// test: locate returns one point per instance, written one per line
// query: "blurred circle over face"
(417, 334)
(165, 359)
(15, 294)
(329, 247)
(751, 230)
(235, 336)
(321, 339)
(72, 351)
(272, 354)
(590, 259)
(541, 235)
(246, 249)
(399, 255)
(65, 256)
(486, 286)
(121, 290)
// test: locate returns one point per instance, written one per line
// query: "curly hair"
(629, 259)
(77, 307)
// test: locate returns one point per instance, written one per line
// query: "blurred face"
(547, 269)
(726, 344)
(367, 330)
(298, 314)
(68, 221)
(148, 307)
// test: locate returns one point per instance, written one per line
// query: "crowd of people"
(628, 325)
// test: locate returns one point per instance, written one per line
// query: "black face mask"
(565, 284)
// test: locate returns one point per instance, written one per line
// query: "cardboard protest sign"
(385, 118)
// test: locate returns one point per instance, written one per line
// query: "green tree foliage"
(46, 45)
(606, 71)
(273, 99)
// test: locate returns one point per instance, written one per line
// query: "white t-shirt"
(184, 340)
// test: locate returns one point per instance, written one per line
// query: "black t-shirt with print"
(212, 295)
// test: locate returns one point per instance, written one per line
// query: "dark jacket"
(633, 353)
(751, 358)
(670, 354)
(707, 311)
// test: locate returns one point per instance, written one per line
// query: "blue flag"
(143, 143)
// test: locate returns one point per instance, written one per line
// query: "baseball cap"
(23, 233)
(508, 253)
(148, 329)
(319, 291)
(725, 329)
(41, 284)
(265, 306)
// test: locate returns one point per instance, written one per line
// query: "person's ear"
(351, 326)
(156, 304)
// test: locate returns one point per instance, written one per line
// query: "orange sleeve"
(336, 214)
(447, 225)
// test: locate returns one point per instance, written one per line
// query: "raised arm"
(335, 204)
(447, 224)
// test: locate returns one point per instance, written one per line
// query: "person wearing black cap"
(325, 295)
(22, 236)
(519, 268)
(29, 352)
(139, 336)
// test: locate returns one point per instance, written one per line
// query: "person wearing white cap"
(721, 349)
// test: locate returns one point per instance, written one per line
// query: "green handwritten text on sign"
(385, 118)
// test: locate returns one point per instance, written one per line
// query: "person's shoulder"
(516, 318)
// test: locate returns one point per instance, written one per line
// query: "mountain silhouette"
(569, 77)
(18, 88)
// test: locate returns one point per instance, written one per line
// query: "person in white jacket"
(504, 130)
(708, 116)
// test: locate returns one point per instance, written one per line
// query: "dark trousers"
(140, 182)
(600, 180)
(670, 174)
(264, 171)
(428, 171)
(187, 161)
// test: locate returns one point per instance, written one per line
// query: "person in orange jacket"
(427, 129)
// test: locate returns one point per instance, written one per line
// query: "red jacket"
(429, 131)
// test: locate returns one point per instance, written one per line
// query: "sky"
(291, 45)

——

## EXERCISE DIRECTIONS:
All entries shown above should be printed again exactly.

## EXERCISE OUTPUT:
// test: locate returns one point per instance, written one per line
// query: "blurred circle over face"
(417, 334)
(165, 359)
(15, 294)
(329, 247)
(751, 230)
(235, 336)
(321, 339)
(72, 351)
(272, 354)
(590, 259)
(541, 235)
(246, 249)
(399, 255)
(65, 256)
(486, 286)
(121, 290)
// test: locate returns one point per instance, written one per line
// query: "curly hair"
(629, 259)
(77, 307)
// test: locate returns one point per instance, written one per line
// query: "blurred face"
(547, 269)
(726, 344)
(367, 330)
(298, 314)
(68, 221)
(148, 307)
// test: locate returns one point per instance, written one per line
// query: "crowd of people"
(628, 325)
// test: locate returns one point per instance, written one per line
// query: "black face mask"
(565, 284)
// test: locate returns one point per instance, written one per line
// query: "cardboard protest sign"
(385, 118)
// test: locate returns one point per instance, written one per line
// query: "green tree foliage"
(46, 45)
(606, 71)
(273, 99)
// test: locate returns one point per instance, written one per line
// query: "white t-shirt"
(184, 340)
// test: locate returns one point per instance, written one per line
// query: "black t-shirt with print"
(212, 295)
// test: locate returns one point per instance, written one per line
// query: "dark jacket"
(633, 353)
(751, 358)
(670, 354)
(707, 311)
// test: locate returns one point per instance, written one per line
// query: "blue flag"
(143, 143)
// test: locate returns one point per instance, written one per line
// query: "baseball cap"
(23, 233)
(508, 253)
(148, 329)
(319, 291)
(725, 329)
(41, 284)
(265, 306)
// test: locate returns one point per instance, written one per line
// query: "person's ear"
(351, 326)
(156, 304)
// test: locate returns one point per instance, written one per line
// query: "orange sleeve"
(336, 214)
(447, 225)
// test: locate returns one point per instance, written one per line
// query: "raised arm"
(335, 204)
(447, 224)
// test: locate returns one point per instance, written one per line
// query: "person wearing black cap"
(325, 295)
(22, 236)
(519, 268)
(29, 352)
(139, 336)
// test: locate returns one point per instance, written one per line
// query: "person wearing white cap"
(721, 349)
// test: locate returns one point per instance, written one per line
// query: "green handwritten text on sign"
(385, 118)
// test: locate returns one point per instance, written one per line
// query: "person's shoulder"
(516, 318)
// test: locate returns one point per instance, written one per line
// query: "mountain silhouette"
(569, 77)
(18, 88)
// test: locate returns one point per instance, written one per line
// query: "person in white jacket"
(504, 130)
(708, 116)
// test: locate returns one point per instance, written one per line
// query: "dark trousers"
(140, 182)
(600, 180)
(670, 174)
(264, 171)
(428, 171)
(187, 161)
// test: locate returns one point per instance, written one per line
// query: "person in orange jacket"
(427, 129)
// test: locate returns one point per instance, written one per line
// query: "red jacket"
(429, 131)
// test: locate returns one point per instance, written one per line
// query: "sky"
(291, 45)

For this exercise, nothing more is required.